■ **What the task requires**
Report the lines of the data below that contain the string "player".

★ ★ ★

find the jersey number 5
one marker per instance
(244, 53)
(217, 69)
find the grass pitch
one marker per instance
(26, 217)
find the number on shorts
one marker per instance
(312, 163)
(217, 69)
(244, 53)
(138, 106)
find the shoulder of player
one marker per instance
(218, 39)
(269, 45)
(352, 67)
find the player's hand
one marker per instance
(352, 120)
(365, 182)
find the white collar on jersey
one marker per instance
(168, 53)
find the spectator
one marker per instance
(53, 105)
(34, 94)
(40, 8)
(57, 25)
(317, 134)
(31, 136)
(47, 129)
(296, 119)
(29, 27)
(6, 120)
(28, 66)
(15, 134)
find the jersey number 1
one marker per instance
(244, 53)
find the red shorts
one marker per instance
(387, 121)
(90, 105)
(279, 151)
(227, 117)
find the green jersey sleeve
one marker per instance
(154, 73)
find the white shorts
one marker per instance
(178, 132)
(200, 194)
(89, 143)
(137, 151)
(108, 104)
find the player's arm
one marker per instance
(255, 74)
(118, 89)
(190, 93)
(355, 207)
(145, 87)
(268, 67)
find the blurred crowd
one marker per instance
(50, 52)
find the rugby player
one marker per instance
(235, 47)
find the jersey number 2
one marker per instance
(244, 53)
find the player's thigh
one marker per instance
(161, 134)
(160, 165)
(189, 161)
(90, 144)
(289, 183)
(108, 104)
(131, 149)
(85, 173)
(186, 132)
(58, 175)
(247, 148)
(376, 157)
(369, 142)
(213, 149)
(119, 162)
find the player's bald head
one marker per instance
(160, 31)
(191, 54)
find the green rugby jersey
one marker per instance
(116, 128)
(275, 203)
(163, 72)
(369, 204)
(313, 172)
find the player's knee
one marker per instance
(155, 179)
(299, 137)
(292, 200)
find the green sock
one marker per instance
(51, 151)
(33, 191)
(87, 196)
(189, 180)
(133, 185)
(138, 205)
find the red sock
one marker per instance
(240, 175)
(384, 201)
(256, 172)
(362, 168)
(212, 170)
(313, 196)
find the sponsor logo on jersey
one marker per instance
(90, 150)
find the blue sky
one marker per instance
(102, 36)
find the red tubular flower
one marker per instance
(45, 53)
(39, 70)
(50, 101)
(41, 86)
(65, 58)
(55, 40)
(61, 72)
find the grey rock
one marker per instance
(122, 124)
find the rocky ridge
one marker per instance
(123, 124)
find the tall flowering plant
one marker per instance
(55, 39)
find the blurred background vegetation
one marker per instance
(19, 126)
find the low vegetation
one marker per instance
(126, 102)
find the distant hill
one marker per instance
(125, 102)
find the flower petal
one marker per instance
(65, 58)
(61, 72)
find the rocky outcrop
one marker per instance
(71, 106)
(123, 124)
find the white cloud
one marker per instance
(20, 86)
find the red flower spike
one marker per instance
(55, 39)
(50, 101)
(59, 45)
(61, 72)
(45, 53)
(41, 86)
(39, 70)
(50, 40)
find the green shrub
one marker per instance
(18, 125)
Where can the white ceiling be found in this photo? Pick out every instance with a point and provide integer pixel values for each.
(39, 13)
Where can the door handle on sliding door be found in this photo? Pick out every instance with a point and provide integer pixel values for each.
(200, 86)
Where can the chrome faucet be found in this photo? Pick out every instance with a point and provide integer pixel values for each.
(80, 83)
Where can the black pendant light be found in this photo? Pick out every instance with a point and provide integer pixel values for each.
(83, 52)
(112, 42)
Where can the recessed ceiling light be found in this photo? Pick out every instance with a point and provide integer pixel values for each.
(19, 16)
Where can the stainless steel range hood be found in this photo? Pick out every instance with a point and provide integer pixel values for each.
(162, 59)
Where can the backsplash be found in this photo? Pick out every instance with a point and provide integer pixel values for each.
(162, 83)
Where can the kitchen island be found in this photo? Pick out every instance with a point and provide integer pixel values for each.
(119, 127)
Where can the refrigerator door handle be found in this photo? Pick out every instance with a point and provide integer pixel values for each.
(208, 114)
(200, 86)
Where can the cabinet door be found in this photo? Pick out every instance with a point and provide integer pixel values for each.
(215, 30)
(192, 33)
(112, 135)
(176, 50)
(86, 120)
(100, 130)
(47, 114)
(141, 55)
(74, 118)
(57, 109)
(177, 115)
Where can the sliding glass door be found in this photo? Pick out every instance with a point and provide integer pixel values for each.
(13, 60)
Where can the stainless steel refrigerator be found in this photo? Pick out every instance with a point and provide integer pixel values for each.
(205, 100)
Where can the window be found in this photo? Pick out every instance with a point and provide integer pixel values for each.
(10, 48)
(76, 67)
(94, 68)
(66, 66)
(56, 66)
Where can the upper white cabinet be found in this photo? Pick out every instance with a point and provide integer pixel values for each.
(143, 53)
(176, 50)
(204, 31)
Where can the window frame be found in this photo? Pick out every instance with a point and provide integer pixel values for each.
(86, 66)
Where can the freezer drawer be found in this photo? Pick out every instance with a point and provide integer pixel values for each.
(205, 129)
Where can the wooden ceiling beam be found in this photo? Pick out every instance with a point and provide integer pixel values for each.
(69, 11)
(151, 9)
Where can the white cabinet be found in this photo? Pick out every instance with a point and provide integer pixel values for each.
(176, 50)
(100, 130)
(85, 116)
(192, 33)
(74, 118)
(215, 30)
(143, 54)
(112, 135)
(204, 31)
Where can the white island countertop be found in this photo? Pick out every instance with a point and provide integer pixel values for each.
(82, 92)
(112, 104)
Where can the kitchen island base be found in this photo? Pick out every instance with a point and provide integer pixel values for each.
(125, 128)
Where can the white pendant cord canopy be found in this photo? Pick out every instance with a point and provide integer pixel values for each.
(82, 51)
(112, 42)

★ ★ ★

■ **Task solution**
find the shoulder of player
find the player's hand
find the player's arm
find the rugby player
find the player's thigh
find the player's bald head
find the player's knee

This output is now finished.